— Dataset entries —
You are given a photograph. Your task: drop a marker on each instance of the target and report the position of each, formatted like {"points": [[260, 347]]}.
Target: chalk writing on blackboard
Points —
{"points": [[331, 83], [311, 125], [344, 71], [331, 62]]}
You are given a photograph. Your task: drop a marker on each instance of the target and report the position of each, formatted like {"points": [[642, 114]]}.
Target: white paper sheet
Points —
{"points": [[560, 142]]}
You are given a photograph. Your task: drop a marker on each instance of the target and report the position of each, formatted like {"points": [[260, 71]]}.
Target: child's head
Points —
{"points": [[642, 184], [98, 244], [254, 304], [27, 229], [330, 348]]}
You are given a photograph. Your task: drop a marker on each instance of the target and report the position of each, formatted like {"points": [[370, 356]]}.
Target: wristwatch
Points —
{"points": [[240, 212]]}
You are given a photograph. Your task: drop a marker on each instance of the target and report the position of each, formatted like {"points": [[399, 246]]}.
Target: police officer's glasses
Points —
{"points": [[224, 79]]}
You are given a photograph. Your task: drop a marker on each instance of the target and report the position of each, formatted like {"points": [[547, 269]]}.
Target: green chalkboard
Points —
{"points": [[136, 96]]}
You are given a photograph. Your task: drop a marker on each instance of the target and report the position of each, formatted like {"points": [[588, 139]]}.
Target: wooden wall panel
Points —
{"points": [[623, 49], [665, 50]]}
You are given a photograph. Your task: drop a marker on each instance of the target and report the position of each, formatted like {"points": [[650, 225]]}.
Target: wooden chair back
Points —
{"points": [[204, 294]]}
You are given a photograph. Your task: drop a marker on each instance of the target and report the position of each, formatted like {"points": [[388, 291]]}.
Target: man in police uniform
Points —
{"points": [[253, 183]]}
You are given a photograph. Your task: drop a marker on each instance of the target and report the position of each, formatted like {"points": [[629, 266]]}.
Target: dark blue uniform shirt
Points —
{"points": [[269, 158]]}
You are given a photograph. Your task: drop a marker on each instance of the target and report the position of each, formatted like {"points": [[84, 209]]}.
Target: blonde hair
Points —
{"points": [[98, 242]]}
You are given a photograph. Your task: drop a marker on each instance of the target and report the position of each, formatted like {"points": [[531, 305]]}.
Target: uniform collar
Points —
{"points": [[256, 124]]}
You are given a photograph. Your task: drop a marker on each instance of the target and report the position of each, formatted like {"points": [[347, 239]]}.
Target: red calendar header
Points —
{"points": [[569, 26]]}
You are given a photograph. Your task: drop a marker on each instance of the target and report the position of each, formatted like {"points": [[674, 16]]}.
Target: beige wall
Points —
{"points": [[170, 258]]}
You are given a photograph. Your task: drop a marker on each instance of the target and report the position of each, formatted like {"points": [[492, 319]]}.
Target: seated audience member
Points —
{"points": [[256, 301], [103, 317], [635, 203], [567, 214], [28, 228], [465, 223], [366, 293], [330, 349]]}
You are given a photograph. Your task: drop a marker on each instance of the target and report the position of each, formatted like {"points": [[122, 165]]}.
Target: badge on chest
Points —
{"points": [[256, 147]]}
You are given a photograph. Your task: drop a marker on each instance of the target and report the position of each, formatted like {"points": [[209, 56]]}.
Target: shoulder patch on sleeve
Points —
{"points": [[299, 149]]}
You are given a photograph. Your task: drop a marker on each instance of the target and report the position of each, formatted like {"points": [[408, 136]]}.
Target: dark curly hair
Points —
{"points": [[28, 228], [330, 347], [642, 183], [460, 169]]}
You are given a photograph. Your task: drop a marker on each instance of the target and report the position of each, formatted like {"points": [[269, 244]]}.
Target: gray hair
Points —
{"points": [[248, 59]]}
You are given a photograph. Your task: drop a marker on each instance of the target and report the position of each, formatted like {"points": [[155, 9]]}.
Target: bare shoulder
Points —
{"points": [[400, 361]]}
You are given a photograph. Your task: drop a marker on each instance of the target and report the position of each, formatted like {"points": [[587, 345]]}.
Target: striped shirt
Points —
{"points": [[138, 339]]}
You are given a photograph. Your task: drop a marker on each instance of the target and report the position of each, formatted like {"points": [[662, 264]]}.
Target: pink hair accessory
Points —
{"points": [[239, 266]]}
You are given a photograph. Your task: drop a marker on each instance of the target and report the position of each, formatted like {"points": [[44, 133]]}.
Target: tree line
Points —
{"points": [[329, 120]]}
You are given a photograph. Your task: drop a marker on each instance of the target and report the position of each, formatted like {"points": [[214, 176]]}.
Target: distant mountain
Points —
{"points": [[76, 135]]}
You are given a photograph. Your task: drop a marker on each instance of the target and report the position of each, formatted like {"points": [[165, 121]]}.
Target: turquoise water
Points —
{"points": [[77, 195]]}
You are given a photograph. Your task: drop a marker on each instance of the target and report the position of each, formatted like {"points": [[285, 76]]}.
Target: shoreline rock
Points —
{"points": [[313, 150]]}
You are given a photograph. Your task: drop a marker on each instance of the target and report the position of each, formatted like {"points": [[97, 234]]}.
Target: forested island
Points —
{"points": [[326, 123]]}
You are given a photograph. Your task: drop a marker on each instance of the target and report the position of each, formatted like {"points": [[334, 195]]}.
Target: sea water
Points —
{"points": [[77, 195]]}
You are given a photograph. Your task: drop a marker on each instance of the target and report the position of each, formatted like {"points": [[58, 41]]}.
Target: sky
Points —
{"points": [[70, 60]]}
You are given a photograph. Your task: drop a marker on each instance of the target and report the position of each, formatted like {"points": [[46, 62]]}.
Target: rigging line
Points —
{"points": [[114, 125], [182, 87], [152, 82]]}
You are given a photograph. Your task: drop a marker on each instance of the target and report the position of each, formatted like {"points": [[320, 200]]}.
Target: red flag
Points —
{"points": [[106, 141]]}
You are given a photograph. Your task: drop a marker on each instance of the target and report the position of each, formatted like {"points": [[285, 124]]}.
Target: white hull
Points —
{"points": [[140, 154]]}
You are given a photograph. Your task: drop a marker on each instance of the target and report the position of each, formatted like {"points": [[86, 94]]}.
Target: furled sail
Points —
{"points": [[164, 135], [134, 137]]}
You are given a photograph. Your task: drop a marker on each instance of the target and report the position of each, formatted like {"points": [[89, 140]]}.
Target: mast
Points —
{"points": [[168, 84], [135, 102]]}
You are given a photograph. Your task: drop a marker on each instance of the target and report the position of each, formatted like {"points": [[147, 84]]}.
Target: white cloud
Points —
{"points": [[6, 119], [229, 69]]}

— What you should do —
Nothing may be left out: return each entry exactly as it reads.

— Written response —
You are given a photograph. Your task: drop a marker on each instance of the target and report the position of each, formatted like {"points": [[260, 347]]}.
Target: chalk writing on blackboard
Points —
{"points": [[331, 83], [311, 125], [344, 71], [331, 62]]}
You are given a photograph. Your task: drop a marker on each instance of the target and report the position of each, formatted like {"points": [[642, 114]]}.
Target: white paper sheet
Points —
{"points": [[560, 142]]}
You are given a photograph. Your task: drop a marker on each instance of the target and report the position of each, formatted like {"points": [[260, 71]]}.
Target: child's head
Points —
{"points": [[642, 184], [98, 244], [254, 304], [27, 229], [330, 348]]}
You are given a photograph. Your task: drop a marker on each instance of the target and report the position of each, formatted like {"points": [[370, 356]]}.
Target: wristwatch
Points —
{"points": [[240, 212]]}
You are given a photograph. Your task: drop a marker on each instance of the target and report the position of each, formatted like {"points": [[399, 246]]}.
Target: police officer's glasses
Points —
{"points": [[224, 79]]}
You are given a photograph. Your task: drop a marker on each instance of the target and report the position of each, formatted like {"points": [[547, 269]]}.
Target: green chalkboard
Points —
{"points": [[136, 96]]}
You are given a photograph. Your task: drop a marker on each instance of the target and report the position of each, formatted like {"points": [[588, 139]]}.
Target: wooden wall panel
Points —
{"points": [[623, 49], [665, 50]]}
You are given a photograph. Your task: drop a marker on each instance of the target and report the position of each, formatted like {"points": [[650, 225]]}.
Target: wooden chair back
Points —
{"points": [[204, 294]]}
You are given a photograph. Your task: drop a marker on each instance of the target and report the position of each, formatted like {"points": [[388, 291]]}.
Target: man in police uniform
Points —
{"points": [[253, 183]]}
You are given a photograph. Your task: drop a marker on each instance of the target and report the position of each, formatted like {"points": [[629, 266]]}.
Target: dark blue uniform shirt
Points —
{"points": [[269, 158]]}
You are given a photograph. Your task: drop a marker on each instance of the target and report the position of each, formatted like {"points": [[84, 209]]}.
Target: blonde hair
Points —
{"points": [[98, 242]]}
You are given a photograph. Your task: drop a marker on each instance of the target and report the position of each, formatted like {"points": [[531, 305]]}.
Target: uniform collar
Points —
{"points": [[256, 124]]}
You are given a photograph. Your task: drop a marker on each instance of the target and report the position of each, formatted like {"points": [[347, 239]]}.
Target: red calendar header
Points —
{"points": [[569, 26]]}
You are given a photograph. Your task: drop a marker on each instance of the target and report the position of each, formatted like {"points": [[674, 16]]}.
Target: beige wall
Points —
{"points": [[170, 258]]}
You are given a photograph. Your task: drop a marker on each instance of the target and report the position of each, formatted like {"points": [[492, 319]]}.
Target: seated audience member
Points —
{"points": [[256, 301], [103, 317], [635, 203], [567, 214], [28, 228], [465, 223], [366, 293], [330, 349]]}
You are given a photograph. Your task: drop a marker on each instance of the target and report the position of each, formatted like {"points": [[122, 165]]}.
Target: badge on chest
Points —
{"points": [[256, 147]]}
You are given a photograph. Your task: drop a marker on each instance of the target and report the position of each, formatted like {"points": [[209, 56]]}.
Target: shoulder patch on sleeve
Points —
{"points": [[299, 149]]}
You are given a photograph. Your task: drop a marker on each instance of the target and report the position of each, formatted like {"points": [[408, 136]]}.
Target: dark curly hair
Points —
{"points": [[28, 228], [330, 347], [642, 183], [460, 169]]}
You are given a photograph. Your task: drop a marker on each instance of the target and report the position of each, formatted like {"points": [[269, 244]]}.
Target: gray hair
Points —
{"points": [[248, 59]]}
You are given a photograph. Your task: drop a marker on each instance of the target and report the position of each, formatted like {"points": [[155, 9]]}.
Target: bare shoulder
Points —
{"points": [[400, 361]]}
You are given a photograph. Your task: drop a marker on each instance of the target and report the position of each, formatted like {"points": [[587, 345]]}.
Target: striped shirt
Points —
{"points": [[138, 339]]}
You are given a photograph. Your task: drop a marker on each instance of the target and report the position of each, formatted like {"points": [[662, 264]]}.
Target: pink hair accessory
Points —
{"points": [[239, 266]]}
You are given a photograph. Your task: drop a marker on each instance of the target and report the position of each, formatted like {"points": [[44, 133]]}.
Target: tree line
Points —
{"points": [[329, 120]]}
You are given a photograph. Your task: drop a marker on each instance of the target and report the position of each, formatted like {"points": [[214, 176]]}.
Target: distant mountain
Points —
{"points": [[76, 135]]}
You are given a photograph. Your task: drop a marker on each instance of the target and report the position of each, formatted like {"points": [[165, 121]]}.
Target: turquoise water
Points —
{"points": [[77, 195]]}
You are given a photograph. Your task: drop a marker on each instance of the target and report the position of each, formatted like {"points": [[285, 76]]}.
Target: shoreline rock
Points —
{"points": [[313, 150]]}
You are given a photograph. Your task: drop a marker on each instance of the target and report the position of each, formatted like {"points": [[97, 234]]}.
Target: forested island
Points —
{"points": [[326, 123]]}
You are given a photograph. Your task: drop a marker on each instance of the target and report the position of each, formatted like {"points": [[334, 195]]}.
Target: sea water
Points —
{"points": [[77, 195]]}
You are given a photograph. Your task: drop a marker on each instance of the target and report the position of each, formatted like {"points": [[58, 41]]}.
Target: sky
Points —
{"points": [[70, 60]]}
You are given a photograph. Your task: drop a marker on each instance of the target and report the position of each, formatted like {"points": [[46, 62]]}.
Target: rigging line
Points —
{"points": [[114, 125], [182, 87], [152, 82]]}
You are given a photograph. Your task: drop a marker on each instance of the target and report the position of each, formatted like {"points": [[320, 200]]}.
Target: red flag
Points —
{"points": [[106, 141]]}
You are given a photograph. Your task: drop a marker on each instance of the target and report the position of each, formatted like {"points": [[285, 124]]}.
Target: white hull
Points —
{"points": [[140, 154]]}
You are given a photograph. Your task: drop a marker on each instance of the target and report the position of each, formatted like {"points": [[86, 94]]}.
Target: furled sail
Points —
{"points": [[164, 135], [134, 137]]}
You are given a photograph. Your task: drop a marker on each instance of the target and report the position of each, formatted like {"points": [[89, 140]]}.
Target: mast
Points —
{"points": [[168, 84], [135, 102]]}
You are given a photograph. Your task: drop a marker on each instance of the target and report the position of each, formatted like {"points": [[147, 84]]}.
Target: white cloud
Points —
{"points": [[6, 119], [229, 69]]}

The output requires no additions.